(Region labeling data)
┌──
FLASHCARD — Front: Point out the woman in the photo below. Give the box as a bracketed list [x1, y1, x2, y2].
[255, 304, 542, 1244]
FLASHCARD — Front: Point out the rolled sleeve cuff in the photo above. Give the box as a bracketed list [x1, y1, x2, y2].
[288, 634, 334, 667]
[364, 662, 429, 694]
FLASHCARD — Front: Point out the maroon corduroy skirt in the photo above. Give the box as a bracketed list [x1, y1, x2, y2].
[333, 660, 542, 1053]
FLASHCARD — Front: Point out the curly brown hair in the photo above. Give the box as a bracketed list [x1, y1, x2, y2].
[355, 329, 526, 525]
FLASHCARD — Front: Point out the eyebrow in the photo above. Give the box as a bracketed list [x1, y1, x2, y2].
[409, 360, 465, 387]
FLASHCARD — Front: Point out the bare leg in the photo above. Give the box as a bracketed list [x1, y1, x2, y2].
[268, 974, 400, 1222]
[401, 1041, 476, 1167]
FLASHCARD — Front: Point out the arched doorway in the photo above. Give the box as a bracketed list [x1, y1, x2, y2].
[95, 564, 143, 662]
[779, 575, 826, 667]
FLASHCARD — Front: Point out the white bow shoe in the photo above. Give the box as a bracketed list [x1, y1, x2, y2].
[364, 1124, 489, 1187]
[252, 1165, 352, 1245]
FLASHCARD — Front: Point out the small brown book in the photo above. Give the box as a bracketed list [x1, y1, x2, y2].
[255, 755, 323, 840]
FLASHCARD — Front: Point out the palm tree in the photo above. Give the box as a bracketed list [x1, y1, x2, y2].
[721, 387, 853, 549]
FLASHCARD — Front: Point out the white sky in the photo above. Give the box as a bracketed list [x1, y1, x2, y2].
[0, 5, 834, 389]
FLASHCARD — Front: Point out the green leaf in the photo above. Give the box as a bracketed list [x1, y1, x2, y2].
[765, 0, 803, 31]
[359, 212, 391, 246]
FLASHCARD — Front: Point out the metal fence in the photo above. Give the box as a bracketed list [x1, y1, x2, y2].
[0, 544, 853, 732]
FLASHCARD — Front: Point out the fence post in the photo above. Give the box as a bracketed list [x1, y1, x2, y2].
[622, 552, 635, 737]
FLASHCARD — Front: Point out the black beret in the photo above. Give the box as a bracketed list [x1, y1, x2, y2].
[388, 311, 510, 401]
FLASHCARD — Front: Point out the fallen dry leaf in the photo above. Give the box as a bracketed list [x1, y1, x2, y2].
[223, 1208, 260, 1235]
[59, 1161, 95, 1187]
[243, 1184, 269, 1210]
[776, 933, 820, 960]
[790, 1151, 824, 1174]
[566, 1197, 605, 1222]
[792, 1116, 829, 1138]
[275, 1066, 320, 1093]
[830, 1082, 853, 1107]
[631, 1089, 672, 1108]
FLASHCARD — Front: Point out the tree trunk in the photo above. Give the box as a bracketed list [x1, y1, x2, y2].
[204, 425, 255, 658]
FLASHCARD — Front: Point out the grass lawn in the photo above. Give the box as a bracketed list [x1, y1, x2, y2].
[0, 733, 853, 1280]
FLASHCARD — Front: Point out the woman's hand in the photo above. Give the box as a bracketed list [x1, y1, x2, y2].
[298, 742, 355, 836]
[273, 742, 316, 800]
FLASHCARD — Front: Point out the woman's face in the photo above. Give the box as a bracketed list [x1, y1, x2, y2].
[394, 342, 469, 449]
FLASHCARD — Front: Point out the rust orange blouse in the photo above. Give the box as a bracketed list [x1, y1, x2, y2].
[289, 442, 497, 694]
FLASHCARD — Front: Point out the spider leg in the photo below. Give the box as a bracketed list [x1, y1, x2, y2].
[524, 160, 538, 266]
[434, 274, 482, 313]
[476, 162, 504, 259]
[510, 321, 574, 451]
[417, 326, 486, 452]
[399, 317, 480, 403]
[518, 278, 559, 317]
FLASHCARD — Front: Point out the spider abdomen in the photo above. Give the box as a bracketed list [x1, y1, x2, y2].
└──
=== SET TASK ===
Can you repeat the data word for word, from the line containing "FLASHCARD — Front: Point out the small" through the line containing "[0, 5, 834, 389]", with both of those lines included?

=== REPLY TO THE TASK ===
FLASHCARD — Front: Point out the small brown book in the photo above. Give the box as a bracketed list [x1, y1, x2, y2].
[255, 755, 323, 840]
FLASHCARD — Front: Point out the palm tree in the photo above. Give the box as a bracketed list [x1, y1, x2, y2].
[721, 387, 853, 549]
FLASHCARD — Front: Point out the white sky in the photo above. Give the box as a bracketed list [x1, y1, x2, y2].
[0, 5, 834, 389]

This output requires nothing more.